+++ Teks Bacaan

Manusia dikatakan bebas mengandung dua pengertian, yaitu ia mampu untuk menentukan diri sendiri dan ia tidak dibatasi oleh orang lain atau masyarakat dalam kemungkinannya untuk menentukan diri. Kebebasan pertama bersifat positif: sebagai suatu kemampuan yang ada pada manusia. Kebebasan yang kedua bersifat negatif: sebagai tidak adanya pembatasan.[1]
Kedua segi kebebasan itu perlu dibedakan, tetapi tidak dapat dipisahkan: kedua-duanya merupakan satu kebebasan manusia. Manusia dari subyek kebebasan mempunyai kedudukan yang penting dalam Islam sehingga Islam mempunyai pandangan tersendiri terhadap manusia diantaranya yaitu:
1. Al-Qur’an dan as-Sunnah selalu meminta agar manusia mengisi hidupnya dengan bekerja untuk mempertahankan hidupnya dengan bekerja untuk memanfaatkan apa yang Allah telah ciptakan di muka bumi ini.

++++++
+++ Data Latihan

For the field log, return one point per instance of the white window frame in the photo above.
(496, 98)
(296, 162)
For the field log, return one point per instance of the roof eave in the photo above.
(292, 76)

++++++

§ Petunjuk Latihan:
a – Nilailah apakah setiap pernyataan ini sesuai dengan teks tentang kebebasan manusia: (i) kebebasan pertama bersifat positif; (ii) kedua segi kebebasan dapat dipisahkan; (iii) kebebasan kedua berarti tidak adanya pembatasan. Jawab ya atau tidak untuk setiap pernyataan, lalu kutip kata-kata teks yang menentukan.
b – Tulis ulang seluruh baris dalam daftar dengan mengganti "field log" menjadi "survey record". Bagian lainnya jangan diubah.
Teks dan daftar di atas tidak saling berkaitan.

§ Kunci Jawaban:
a –
(i) Ya: "Kebebasan pertama bersifat positif: sebagai suatu kemampuan yang ada pada manusia."
(ii) Tidak: "Kedua segi kebebasan itu perlu dibedakan, tetapi tidak dapat dipisahkan"
(iii) Ya: "Kebebasan yang kedua bersifat negatif: sebagai tidak adanya pembatasan."

b –
For the survey record, return one point per instance of the white window frame in the photo above.
(496, 98)
(296, 162)
For the survey record, return one point per instance of the roof eave in the photo above.
(292, 76)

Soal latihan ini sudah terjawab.